▶ Travail à faire:
• 1. Recopiez fidèlement le passage du texte sur Notre-Dame des Victoires, en commençant à « Les raisons d'y » et en terminant à « d’un péché grave. ».
• 2. Selon le texte sur Notre-Dame des Victoires, en quelle année l'abbé a-t-il été nommé curé de cette paroisse ?
• 3. Relevez tous les noms propres de lieux qui figurent dans le texte sur Notre-Dame des Victoires.

▶ Extrait du texte:
+--

« Consacre ta paroisse au cœur immaculée de Marie » (1836)
En 1836, l’abbé Charles Dufriche Desgenettes, curé de Notre-Dame des Victoires, dans le quartier de la Bourse, à Paris, est découragé et malheureux. Nommé à ce poste en 1832, malgré ses efforts, il pense ne rien tirer de cette paroisse qui compte 40 000 âmes sur le papier mais n’en voit pas quarante à la messe dominicale, même aux grandes fêtes. Le quartier est déchristianisé depuis la Révolution. Craignant ne servir à rien, l’abbé Dufriche des Genettes qui, à 58 ans, se sent vieux, a même demandé à être relevé de ses fonctions, sans succès. Désespéré, il ne sait plus quoi faire. Le 3 décembre, il monte à l’autel pour célébrer la messe ; celle-ci ne va pas se dérouler comme à l’ordinaire. Il entend une voix lui dire : « Consacre ta paroisse au très saint et immaculé cœur de Marie ! »
Les raisons d'y croire
L’abbé Dufriche des Genettes est un homme d’âge mur, rationnel, éloigné des phénomènes mystiques qu’il respecte mais qu’il ne pense pas fait pour lui et qui l’effraient un peu. Jamais auparavant il n’a connu semblable expérience et, bien loin de se complaire dans cette intrusion du surnaturel dans sa vie, il refuse d'abord de croire à ce qui lui arrive, malgré la répétition du phénomène.
Lucide, il est préoccupé de cette malencontreuse « distraction » survenant à l’instant le plus sacré de la messe et craint de se rendre coupable d’un péché grave.

+--

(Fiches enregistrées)
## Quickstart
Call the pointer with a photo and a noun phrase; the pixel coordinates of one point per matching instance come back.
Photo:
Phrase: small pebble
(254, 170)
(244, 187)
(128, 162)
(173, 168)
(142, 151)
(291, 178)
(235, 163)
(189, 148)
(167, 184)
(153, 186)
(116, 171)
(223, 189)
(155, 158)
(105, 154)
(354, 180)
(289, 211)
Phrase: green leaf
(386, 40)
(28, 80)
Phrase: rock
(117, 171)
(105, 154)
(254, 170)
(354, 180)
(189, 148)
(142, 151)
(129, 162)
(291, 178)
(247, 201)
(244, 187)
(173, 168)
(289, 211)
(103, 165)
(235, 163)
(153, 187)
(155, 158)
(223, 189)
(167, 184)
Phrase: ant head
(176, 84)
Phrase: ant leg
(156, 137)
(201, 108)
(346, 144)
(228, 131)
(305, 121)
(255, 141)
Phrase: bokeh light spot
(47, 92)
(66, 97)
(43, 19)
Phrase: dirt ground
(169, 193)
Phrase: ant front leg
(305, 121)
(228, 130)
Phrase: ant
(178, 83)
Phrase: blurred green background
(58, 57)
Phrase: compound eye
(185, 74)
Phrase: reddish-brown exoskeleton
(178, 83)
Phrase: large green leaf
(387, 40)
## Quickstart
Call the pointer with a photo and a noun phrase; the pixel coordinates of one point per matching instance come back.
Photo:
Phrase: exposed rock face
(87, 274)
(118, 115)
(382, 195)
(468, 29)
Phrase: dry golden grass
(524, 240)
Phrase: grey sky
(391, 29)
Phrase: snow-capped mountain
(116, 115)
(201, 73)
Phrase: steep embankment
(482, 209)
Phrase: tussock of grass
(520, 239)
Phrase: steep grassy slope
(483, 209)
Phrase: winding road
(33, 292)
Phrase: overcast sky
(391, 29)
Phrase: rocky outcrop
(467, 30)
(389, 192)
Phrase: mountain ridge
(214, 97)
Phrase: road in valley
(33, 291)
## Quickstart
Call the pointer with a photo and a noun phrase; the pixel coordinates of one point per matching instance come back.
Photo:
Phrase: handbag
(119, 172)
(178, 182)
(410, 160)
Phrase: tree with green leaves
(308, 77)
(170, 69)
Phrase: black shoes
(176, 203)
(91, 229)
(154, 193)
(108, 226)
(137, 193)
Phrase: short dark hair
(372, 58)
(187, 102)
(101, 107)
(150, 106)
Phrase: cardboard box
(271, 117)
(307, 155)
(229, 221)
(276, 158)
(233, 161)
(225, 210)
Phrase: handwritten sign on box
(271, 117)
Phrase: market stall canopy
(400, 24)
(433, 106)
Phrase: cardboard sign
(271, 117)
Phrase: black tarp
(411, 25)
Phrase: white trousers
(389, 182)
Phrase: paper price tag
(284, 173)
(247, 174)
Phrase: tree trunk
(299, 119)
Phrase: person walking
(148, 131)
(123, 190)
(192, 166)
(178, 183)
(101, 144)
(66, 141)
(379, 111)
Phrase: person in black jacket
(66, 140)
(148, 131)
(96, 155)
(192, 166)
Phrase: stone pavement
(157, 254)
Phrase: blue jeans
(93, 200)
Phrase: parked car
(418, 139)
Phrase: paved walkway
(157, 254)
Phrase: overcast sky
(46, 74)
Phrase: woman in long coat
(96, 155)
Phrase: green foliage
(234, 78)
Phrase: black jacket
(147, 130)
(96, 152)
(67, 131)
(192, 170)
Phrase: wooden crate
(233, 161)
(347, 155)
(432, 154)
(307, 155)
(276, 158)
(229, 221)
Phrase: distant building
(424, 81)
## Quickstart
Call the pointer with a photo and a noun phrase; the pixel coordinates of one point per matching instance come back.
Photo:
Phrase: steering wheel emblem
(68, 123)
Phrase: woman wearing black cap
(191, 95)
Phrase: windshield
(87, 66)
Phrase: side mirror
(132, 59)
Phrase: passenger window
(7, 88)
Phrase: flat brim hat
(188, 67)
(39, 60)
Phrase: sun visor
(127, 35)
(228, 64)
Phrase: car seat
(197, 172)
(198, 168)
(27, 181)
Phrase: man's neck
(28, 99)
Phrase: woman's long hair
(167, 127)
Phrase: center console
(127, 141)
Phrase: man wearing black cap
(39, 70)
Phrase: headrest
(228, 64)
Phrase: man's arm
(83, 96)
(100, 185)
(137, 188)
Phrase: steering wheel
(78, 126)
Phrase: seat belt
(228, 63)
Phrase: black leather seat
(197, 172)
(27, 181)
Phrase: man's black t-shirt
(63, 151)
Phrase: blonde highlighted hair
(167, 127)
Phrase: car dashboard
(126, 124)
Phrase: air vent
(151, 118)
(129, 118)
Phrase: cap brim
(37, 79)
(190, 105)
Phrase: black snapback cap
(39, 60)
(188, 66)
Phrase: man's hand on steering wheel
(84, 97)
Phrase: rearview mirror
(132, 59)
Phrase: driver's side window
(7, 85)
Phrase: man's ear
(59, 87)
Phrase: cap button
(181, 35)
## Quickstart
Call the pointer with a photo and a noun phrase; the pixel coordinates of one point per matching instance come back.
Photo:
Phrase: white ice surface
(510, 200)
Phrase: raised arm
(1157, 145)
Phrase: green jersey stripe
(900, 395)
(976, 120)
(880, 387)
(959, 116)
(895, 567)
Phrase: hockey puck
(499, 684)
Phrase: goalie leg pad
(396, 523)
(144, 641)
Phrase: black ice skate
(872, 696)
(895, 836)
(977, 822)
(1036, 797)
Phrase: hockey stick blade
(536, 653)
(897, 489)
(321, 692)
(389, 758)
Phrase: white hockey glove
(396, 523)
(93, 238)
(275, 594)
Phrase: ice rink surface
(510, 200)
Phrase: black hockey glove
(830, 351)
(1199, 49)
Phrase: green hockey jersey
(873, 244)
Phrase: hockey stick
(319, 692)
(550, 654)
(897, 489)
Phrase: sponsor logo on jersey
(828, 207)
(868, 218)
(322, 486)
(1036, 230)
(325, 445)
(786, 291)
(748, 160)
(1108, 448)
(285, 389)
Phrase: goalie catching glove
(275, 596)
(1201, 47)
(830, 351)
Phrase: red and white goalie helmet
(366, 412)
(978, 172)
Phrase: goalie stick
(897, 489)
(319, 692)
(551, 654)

+--

▶ Réponses dans l'ordre:
• 1.
Les raisons d'y croire
L’abbé Dufriche des Genettes est un homme d’âge mur, rationnel, éloigné des phénomènes mystiques qu’il respecte mais qu’il ne pense pas fait pour lui et qui l’effraient un peu. Jamais auparavant il n’a connu semblable expérience et, bien loin de se complaire dans cette intrusion du surnaturel dans sa vie, il refuse d'abord de croire à ce qui lui arrive, malgré la répétition du phénomène.
Lucide, il est préoccupé de cette malencontreuse « distraction » survenant à l’instant le plus sacré de la messe et craint de se rendre coupable d’un péché grave.

• 2. En 1832.

• 3. Notre-Dame des Victoires ; le quartier de la Bourse ; Paris.